Transcribe each of the rows below verbatim and leave out the pictures.

[START]

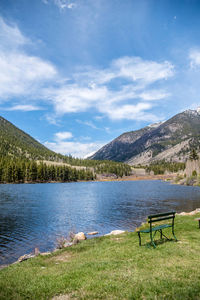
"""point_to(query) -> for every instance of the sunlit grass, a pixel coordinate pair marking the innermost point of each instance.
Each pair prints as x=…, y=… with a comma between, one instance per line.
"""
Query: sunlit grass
x=113, y=267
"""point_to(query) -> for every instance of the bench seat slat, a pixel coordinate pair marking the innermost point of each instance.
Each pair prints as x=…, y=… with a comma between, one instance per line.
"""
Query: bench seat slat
x=162, y=215
x=160, y=219
x=156, y=228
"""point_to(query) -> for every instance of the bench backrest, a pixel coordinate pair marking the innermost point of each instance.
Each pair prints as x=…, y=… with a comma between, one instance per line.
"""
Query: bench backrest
x=161, y=217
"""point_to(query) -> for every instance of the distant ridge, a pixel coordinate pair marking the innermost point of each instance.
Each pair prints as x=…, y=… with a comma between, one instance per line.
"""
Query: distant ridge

[END]

§ **Output below**:
"""point_to(query) -> for every instance of the sunlit grass, a pixel coordinate pair marking the innermost point of each instance.
Each pair prints as x=…, y=… with a comma between, one instance per line.
"""
Query: sunlit grass
x=113, y=267
"""point_to(query) -> for every instance of the bench seat slat, a pixel coordinate pair marking the innermost point of each instance.
Each pair prints as x=…, y=… with a comma between, one instance per line.
"""
Query: bench seat slat
x=162, y=215
x=160, y=219
x=156, y=228
"""point_to(query) -> for every instance of the bench backrest, a pixel coordinate pair marking the innermost point of each instance.
Each pair prints as x=…, y=… with a comma between, one instance per line.
"""
Query: bench backrest
x=161, y=217
"""point_to(query) -> for every instance of the distant ridge, a pixel coordinate pair marking the innermost point of each instance.
Each pair prints as x=…, y=… with a comma between, one instance per line.
"""
Query: distant ridge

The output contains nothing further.